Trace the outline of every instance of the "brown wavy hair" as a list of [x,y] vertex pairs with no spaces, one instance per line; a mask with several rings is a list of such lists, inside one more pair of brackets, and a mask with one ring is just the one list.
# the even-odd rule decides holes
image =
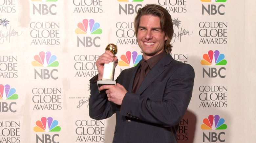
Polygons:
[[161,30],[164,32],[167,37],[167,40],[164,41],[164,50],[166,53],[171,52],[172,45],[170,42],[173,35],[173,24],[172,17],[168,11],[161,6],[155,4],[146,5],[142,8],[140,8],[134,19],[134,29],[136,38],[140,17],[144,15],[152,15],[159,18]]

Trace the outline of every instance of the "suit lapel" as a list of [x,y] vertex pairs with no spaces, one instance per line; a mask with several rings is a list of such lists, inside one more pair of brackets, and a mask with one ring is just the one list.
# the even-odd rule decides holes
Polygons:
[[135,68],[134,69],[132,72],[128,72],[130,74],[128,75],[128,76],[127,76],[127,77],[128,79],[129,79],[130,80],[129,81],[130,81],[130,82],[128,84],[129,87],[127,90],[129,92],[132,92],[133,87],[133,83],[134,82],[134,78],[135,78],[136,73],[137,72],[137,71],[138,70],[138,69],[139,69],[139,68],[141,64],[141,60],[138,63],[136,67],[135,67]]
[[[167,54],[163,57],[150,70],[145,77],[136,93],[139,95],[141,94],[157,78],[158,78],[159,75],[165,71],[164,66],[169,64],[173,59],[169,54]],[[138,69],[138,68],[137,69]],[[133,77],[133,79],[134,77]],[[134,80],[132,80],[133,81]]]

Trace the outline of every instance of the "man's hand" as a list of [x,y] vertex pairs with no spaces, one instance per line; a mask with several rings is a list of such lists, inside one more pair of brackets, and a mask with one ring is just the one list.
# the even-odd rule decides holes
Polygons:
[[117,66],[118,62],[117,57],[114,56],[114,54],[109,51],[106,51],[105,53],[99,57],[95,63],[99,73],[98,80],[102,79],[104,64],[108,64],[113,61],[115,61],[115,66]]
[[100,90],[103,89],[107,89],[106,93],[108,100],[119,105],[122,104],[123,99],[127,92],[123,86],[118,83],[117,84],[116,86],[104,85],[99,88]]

What to produce =
Show every line of the records that includes the string "lists".

Output of the exercise =
Trace the outline of every instance of the "brown wavy hair" as a list of [x,y] vertex pairs with no spaces, one instance per line; a mask with several rings is a list of such lists, inside one more pair of brackets, and a mask with one ring is just the one list.
Trace the outline of every instance of the "suit lapel" as a list of [x,y] vertex pairs with no spaces, one instance per line; a mask with several rings is a list of such lists, inside one more pair of brackets, and a mask with one ring is just the one list.
Trace the outline of every instance of the "man's hand" as a list of [x,y] vertex pairs with no spaces, one instance per line; a mask with several rings is a list of such lists, inside one more pair of brackets, and a mask with one ring is just the one list.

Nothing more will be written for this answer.